▸ **Written instruction**
Locate each line of the listing below that contains the word "green", and copy those lines out in full.

▸ **Records for the exercise**
********************
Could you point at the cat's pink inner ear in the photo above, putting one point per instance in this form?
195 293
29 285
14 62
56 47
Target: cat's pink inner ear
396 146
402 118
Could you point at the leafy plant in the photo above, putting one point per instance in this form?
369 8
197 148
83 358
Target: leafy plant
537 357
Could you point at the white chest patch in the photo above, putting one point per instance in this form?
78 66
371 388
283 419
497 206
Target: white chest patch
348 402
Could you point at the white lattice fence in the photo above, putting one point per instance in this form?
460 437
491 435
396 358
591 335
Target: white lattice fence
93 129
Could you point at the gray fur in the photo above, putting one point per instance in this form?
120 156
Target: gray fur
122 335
********************
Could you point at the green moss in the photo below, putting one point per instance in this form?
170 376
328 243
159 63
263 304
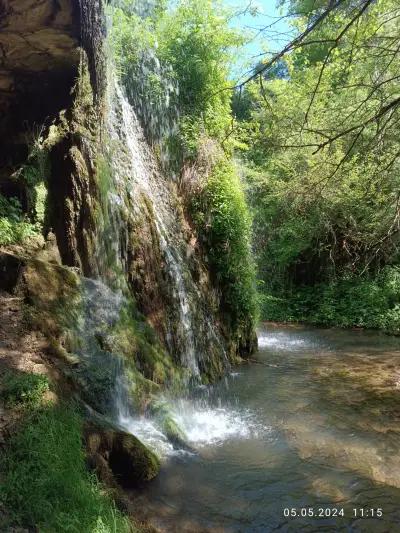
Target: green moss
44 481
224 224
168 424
********************
▸ **Exercise solution**
Could you point at the green moss in the photo below, putting one point per instance in this form?
Target: green moss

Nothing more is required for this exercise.